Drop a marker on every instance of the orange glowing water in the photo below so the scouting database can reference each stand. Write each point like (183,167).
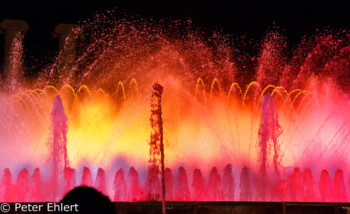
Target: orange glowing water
(211,108)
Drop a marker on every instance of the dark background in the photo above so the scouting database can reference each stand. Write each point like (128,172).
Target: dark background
(294,18)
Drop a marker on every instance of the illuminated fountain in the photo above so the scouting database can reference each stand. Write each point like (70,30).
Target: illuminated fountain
(282,137)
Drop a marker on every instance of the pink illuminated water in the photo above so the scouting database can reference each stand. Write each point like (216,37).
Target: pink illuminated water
(237,127)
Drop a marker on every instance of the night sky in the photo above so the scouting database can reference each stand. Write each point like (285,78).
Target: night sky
(233,17)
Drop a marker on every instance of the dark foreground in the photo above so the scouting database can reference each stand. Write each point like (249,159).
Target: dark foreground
(222,208)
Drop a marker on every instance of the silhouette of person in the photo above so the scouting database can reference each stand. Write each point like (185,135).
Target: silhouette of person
(89,201)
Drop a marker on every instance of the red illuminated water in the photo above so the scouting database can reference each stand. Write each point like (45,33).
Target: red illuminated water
(271,126)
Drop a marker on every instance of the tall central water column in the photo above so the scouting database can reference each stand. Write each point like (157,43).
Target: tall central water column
(269,131)
(156,160)
(59,141)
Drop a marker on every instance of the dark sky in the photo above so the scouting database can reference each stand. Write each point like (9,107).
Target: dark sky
(234,17)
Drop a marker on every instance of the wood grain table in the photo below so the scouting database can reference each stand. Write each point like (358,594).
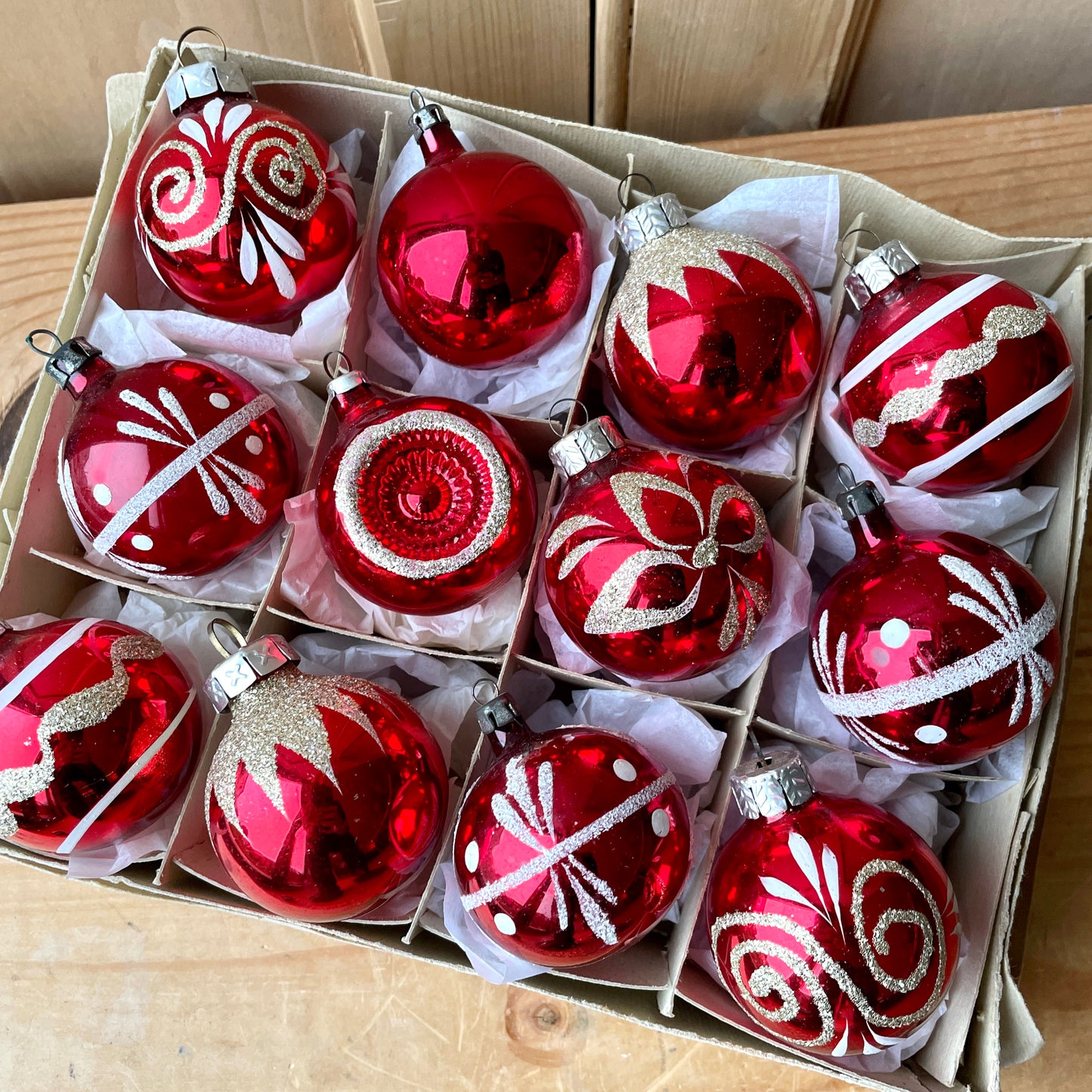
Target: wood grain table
(106,989)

EXERCISE DETAILS: If a line in the listing contains the string "below", copy it.

RESPONSE BOX:
Drop a marker on every instance of the orange glowing water in the photo below so the scouting database can reference each stand. Write each point like (183,167).
Drop a marker on every instance of the wood grain table in the photo below so the scouting database can reference each stand. Write each point like (358,594).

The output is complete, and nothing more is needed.